Records from a collection:
## BEGIN

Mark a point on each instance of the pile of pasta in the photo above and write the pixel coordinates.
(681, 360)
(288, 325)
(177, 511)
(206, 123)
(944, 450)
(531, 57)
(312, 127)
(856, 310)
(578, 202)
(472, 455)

## END

▶ _SET PROBLEM_
Please put the lines above into a Markdown table with the columns "Row" and "Line", numbering each row and leaving out any blank lines.

▶ _TASK OUTPUT_
| Row | Line |
|---|---|
| 1 | Mark a point on each instance of the pile of pasta in the photo above and write the pixel coordinates. |
| 2 | (681, 360) |
| 3 | (288, 325) |
| 4 | (177, 511) |
| 5 | (206, 123) |
| 6 | (944, 450) |
| 7 | (531, 57) |
| 8 | (312, 127) |
| 9 | (856, 310) |
| 10 | (578, 202) |
| 11 | (472, 455) |